#### Description of the task:
Update the material from the line with "target | stone coping" to the line with "format | one point per instance, each point like [272, 194];" by replacing every "instance" with "object" and changing nothing else. Leave the pictures out of your answer.

#### Extracted entries:
● ● ● ● ●
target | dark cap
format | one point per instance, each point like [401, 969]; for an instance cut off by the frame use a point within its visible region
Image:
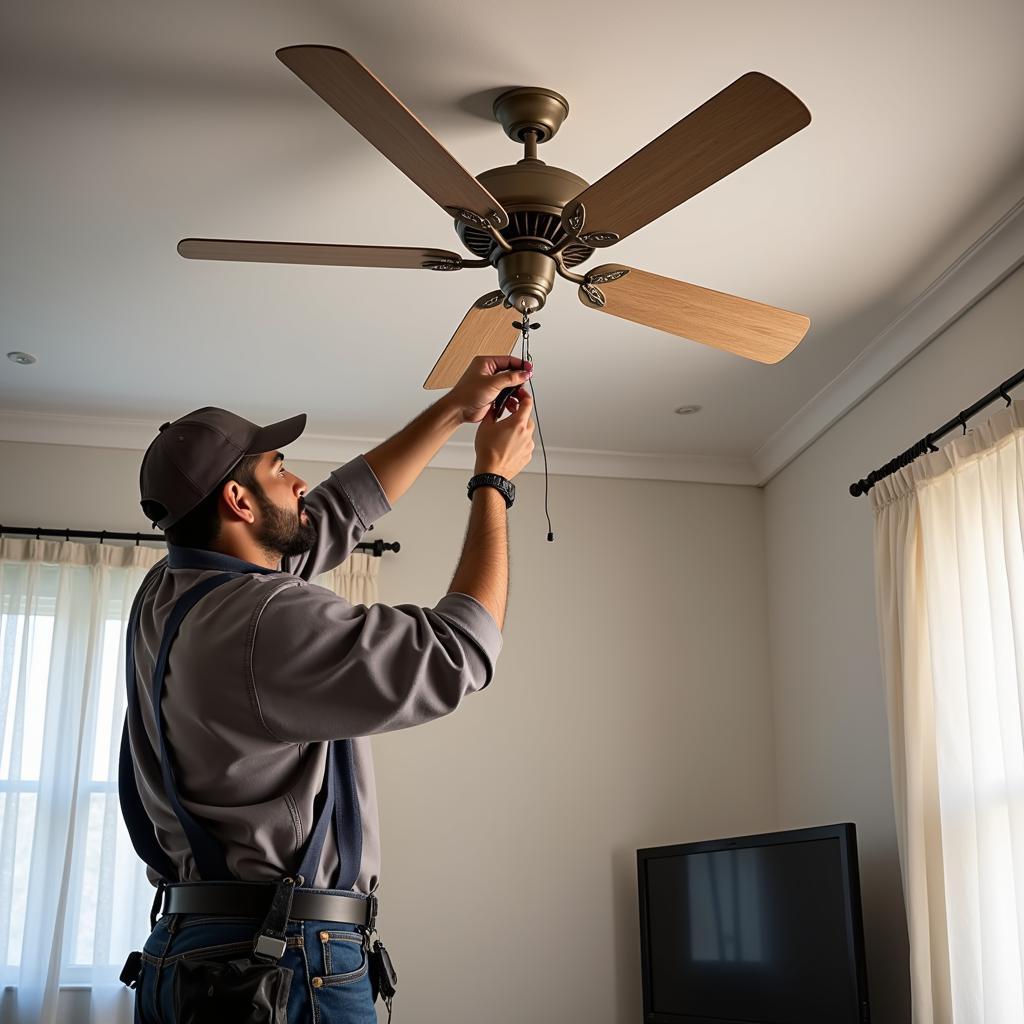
● ● ● ● ●
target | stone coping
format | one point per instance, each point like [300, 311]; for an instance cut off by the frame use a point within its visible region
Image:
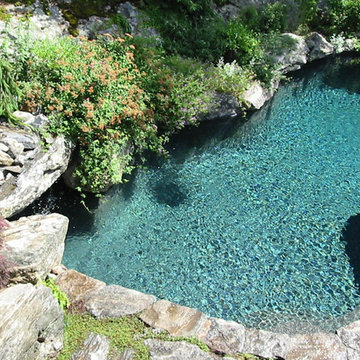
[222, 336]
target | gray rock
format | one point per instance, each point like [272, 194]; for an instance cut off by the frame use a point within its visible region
● ● ● ● ●
#### Complete answer:
target | stone coping
format | one point per object, each point like [300, 311]; for an object cut off by the frame use a point within its visible region
Image:
[222, 336]
target | gray rock
format | one point per object, each point like [272, 194]; for an object cut off by the frame use a point within its visible region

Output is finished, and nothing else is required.